_What needs to be done:_
For each line in the data below, write an exact copy.

Start of Data to use

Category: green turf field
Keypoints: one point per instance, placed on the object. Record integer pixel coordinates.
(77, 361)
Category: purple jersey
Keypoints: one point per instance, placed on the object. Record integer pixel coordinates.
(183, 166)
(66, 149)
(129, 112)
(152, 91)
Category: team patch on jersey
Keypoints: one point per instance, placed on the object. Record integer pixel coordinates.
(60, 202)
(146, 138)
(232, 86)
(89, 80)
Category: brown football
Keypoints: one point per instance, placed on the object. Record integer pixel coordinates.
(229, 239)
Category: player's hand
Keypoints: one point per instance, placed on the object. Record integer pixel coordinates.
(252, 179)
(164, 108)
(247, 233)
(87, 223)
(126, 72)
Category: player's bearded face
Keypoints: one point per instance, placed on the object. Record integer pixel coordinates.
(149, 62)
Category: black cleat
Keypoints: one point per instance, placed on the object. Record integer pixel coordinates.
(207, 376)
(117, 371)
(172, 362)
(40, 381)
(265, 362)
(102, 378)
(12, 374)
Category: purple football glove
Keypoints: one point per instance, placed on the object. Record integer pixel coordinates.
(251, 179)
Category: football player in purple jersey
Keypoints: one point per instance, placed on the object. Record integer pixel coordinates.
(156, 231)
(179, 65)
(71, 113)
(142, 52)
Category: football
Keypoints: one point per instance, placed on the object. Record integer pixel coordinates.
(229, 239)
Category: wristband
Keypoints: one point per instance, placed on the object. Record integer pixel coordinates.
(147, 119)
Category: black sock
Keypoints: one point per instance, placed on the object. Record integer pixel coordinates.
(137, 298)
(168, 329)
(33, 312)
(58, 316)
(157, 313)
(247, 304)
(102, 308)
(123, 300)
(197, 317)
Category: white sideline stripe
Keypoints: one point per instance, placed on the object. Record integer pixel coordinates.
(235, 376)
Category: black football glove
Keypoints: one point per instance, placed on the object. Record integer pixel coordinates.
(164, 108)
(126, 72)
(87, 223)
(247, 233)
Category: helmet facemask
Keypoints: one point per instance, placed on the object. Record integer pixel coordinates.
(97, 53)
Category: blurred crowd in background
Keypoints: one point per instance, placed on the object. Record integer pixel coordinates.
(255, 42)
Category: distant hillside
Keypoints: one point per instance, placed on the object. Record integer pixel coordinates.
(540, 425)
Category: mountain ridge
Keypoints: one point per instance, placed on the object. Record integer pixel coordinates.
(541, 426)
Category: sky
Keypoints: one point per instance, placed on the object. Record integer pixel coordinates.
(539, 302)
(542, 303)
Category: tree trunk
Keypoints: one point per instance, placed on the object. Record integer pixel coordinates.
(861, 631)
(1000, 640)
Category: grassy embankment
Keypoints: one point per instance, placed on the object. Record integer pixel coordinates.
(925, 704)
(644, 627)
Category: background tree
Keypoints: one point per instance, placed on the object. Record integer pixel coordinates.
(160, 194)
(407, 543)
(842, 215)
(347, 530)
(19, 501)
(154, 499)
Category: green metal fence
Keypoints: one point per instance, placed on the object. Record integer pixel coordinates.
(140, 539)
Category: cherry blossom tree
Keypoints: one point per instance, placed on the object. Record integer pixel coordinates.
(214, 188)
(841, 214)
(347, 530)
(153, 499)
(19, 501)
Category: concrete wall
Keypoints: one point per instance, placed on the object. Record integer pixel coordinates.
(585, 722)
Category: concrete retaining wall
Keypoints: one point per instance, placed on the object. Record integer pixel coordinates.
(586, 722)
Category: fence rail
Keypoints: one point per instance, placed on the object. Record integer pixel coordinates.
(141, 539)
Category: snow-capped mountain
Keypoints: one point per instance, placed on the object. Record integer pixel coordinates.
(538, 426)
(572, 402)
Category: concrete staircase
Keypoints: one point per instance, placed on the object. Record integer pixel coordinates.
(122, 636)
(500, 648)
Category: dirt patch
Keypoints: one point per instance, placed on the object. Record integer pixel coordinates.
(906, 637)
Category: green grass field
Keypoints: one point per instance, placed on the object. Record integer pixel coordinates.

End of Data to use

_Task output:_
Category: green turf field
Keypoints: one point per instance, placed on the object. Record integer pixel coordinates.
(77, 361)
Category: purple jersey
Keypoints: one point per instance, placed on the object. Record integer pixel coordinates.
(183, 166)
(66, 149)
(129, 112)
(152, 91)
Category: team patch on jersey
Keypoints: one point per instance, placed on the object. Record integer pixel coordinates.
(60, 202)
(146, 138)
(232, 86)
(89, 80)
Category: brown football
Keypoints: one point per instance, placed on the object. Record integer pixel coordinates.
(229, 239)
Category: player's hand
Keypoints: one point per instance, placed on the object. Record integer pixel coordinates.
(252, 179)
(164, 108)
(247, 233)
(87, 223)
(126, 72)
Category: player's bearded face
Keypoints: one point per instance, placed on the object. Record integer pixel coordinates.
(149, 62)
Category: black cleat
Keypoints: one point per instance, placed on the object. Record integer pixel coordinates.
(207, 376)
(117, 371)
(172, 362)
(40, 381)
(265, 362)
(102, 378)
(12, 374)
Category: purple football glove
Keypoints: one point per instance, placed on the object. Record integer pixel coordinates.
(251, 179)
Category: football player in purple jersey
Keypoints: one point per instance, placed on the object. Record integer pixel coordinates.
(156, 231)
(179, 65)
(71, 113)
(142, 52)
Category: football
Keypoints: one point per instance, placed on the object. Record integer pixel coordinates.
(229, 239)
Category: wristband
Keypoints: one point per instance, placed on the object. Record integer pixel coordinates.
(147, 119)
Category: black sock
Keypoints: one point per instance, placed on the object. Record integer pixel coordinates.
(137, 298)
(168, 329)
(33, 312)
(58, 316)
(157, 313)
(247, 304)
(102, 308)
(123, 300)
(197, 317)
Category: white sideline stripe
Keypoints: one point per instance, placed on the object. Record integer pixel coordinates.
(235, 376)
Category: black football glove
Keypoints: one point per instance, placed on the object. Record integer pixel coordinates.
(164, 108)
(126, 72)
(87, 223)
(247, 233)
Category: helmet facemask
Keypoints: one point per instance, placed on the object. Record integer pixel coordinates.
(97, 53)
Category: blurred crowd in background
Keypoints: one point per instance, placed on the object. Record integer pixel coordinates.
(255, 42)
Category: distant hillside
Keypoints: one point per instance, placed on the object. Record integer pixel coordinates.
(540, 425)
Category: mountain ridge
Keypoints: one point per instance, placed on the object. Record integer pixel coordinates.
(541, 426)
Category: sky
Keypoints: one point per instance, placed on the object. Record integer pixel coordinates.
(539, 302)
(542, 303)
Category: tree trunk
Keypoints: one point per instance, placed on the object. Record integer pixel coordinates.
(861, 631)
(1000, 640)
Category: grassy embankment
Keypoints: one point per instance, placed on the object. Record integer pixel coordinates.
(925, 704)
(644, 627)
Category: background tree
Keypoints: one point per instance, placed on the object. Record integer pixel coordinates.
(160, 194)
(407, 543)
(842, 215)
(347, 530)
(19, 501)
(154, 499)
Category: green metal fence
Keypoints: one point per instance, placed on the object. Record integer pixel coordinates.
(140, 539)
Category: cherry blossom tree
Keypoints: one point per instance, placed on the object. Record integer pixel coordinates.
(214, 188)
(841, 214)
(347, 530)
(153, 499)
(19, 501)
Category: concrete wall
Keypoints: one point per instance, placed on the object. Record integer pixel coordinates.
(585, 722)
Category: concrete retaining wall
Keypoints: one point per instance, placed on the object. Record integer pixel coordinates.
(586, 722)
Category: fence rail
Keypoints: one point per instance, placed on the object. Record integer pixel coordinates.
(141, 539)
Category: snow-capped mountain
Keypoints: one point per instance, placed on the object. Record integer pixel coordinates.
(538, 426)
(572, 402)
Category: concrete staircase
Keypoints: one point per instance, placed on the object. Record integer pixel coordinates.
(122, 636)
(500, 648)
Category: dirt patch
Keypoints: one point per instance, placed on the object. Record integer pixel coordinates.
(906, 637)
Category: green grass field
Keypoints: one point per instance, placed on the object. Record integer pixel coordinates.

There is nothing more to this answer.